Job
Pull out every line in the entries below that contains the word "According" and copy each such line in full.

[Entries for bounding box labeling]
_ _ _ _ _

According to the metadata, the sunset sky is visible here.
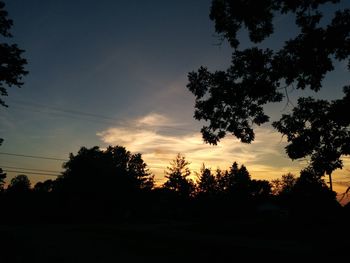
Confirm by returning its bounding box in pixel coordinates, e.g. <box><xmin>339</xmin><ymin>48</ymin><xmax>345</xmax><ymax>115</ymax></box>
<box><xmin>0</xmin><ymin>0</ymin><xmax>350</xmax><ymax>196</ymax></box>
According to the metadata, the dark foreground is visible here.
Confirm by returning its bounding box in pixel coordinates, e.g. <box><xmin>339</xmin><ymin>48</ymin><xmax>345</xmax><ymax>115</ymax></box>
<box><xmin>0</xmin><ymin>220</ymin><xmax>350</xmax><ymax>263</ymax></box>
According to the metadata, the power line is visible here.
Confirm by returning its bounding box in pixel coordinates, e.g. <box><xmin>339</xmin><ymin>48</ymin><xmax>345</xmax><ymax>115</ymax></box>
<box><xmin>6</xmin><ymin>101</ymin><xmax>198</xmax><ymax>132</ymax></box>
<box><xmin>4</xmin><ymin>169</ymin><xmax>60</xmax><ymax>177</ymax></box>
<box><xmin>0</xmin><ymin>165</ymin><xmax>61</xmax><ymax>174</ymax></box>
<box><xmin>0</xmin><ymin>152</ymin><xmax>68</xmax><ymax>162</ymax></box>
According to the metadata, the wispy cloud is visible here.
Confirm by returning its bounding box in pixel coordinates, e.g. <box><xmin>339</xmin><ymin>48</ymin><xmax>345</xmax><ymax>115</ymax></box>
<box><xmin>97</xmin><ymin>113</ymin><xmax>302</xmax><ymax>184</ymax></box>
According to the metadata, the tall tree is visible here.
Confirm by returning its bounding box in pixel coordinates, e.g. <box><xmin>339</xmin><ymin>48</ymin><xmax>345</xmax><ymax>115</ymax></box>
<box><xmin>55</xmin><ymin>146</ymin><xmax>153</xmax><ymax>194</ymax></box>
<box><xmin>6</xmin><ymin>174</ymin><xmax>31</xmax><ymax>195</ymax></box>
<box><xmin>197</xmin><ymin>164</ymin><xmax>218</xmax><ymax>195</ymax></box>
<box><xmin>0</xmin><ymin>1</ymin><xmax>28</xmax><ymax>107</ymax></box>
<box><xmin>163</xmin><ymin>153</ymin><xmax>195</xmax><ymax>197</ymax></box>
<box><xmin>187</xmin><ymin>0</ymin><xmax>350</xmax><ymax>188</ymax></box>
<box><xmin>0</xmin><ymin>1</ymin><xmax>28</xmax><ymax>145</ymax></box>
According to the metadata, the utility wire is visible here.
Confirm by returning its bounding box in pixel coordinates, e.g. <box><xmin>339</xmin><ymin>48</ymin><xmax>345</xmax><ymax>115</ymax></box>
<box><xmin>0</xmin><ymin>152</ymin><xmax>68</xmax><ymax>162</ymax></box>
<box><xmin>6</xmin><ymin>101</ymin><xmax>198</xmax><ymax>132</ymax></box>
<box><xmin>4</xmin><ymin>169</ymin><xmax>60</xmax><ymax>177</ymax></box>
<box><xmin>0</xmin><ymin>164</ymin><xmax>61</xmax><ymax>174</ymax></box>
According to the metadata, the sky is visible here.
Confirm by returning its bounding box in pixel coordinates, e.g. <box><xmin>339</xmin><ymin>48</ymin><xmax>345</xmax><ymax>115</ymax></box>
<box><xmin>0</xmin><ymin>0</ymin><xmax>350</xmax><ymax>198</ymax></box>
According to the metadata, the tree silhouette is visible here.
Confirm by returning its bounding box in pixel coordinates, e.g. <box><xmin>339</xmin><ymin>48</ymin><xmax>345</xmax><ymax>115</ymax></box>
<box><xmin>187</xmin><ymin>0</ymin><xmax>350</xmax><ymax>190</ymax></box>
<box><xmin>187</xmin><ymin>0</ymin><xmax>350</xmax><ymax>144</ymax></box>
<box><xmin>6</xmin><ymin>174</ymin><xmax>31</xmax><ymax>195</ymax></box>
<box><xmin>0</xmin><ymin>1</ymin><xmax>28</xmax><ymax>107</ymax></box>
<box><xmin>58</xmin><ymin>146</ymin><xmax>153</xmax><ymax>194</ymax></box>
<box><xmin>163</xmin><ymin>153</ymin><xmax>195</xmax><ymax>197</ymax></box>
<box><xmin>273</xmin><ymin>93</ymin><xmax>350</xmax><ymax>189</ymax></box>
<box><xmin>33</xmin><ymin>179</ymin><xmax>54</xmax><ymax>193</ymax></box>
<box><xmin>197</xmin><ymin>164</ymin><xmax>218</xmax><ymax>195</ymax></box>
<box><xmin>271</xmin><ymin>173</ymin><xmax>297</xmax><ymax>195</ymax></box>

_ _ _ _ _

Exercise solution
According to the metadata, the sunset sky is visible here.
According to the metadata, the dark foreground is visible here.
According to the metadata, the power line is visible here.
According to the metadata, the wispy cloud is visible here.
According to the metadata, the tall tree is visible here.
According to the metadata, the utility wire is visible here.
According to the metadata, the sky is visible here.
According to the metadata, the tree silhouette is visible here.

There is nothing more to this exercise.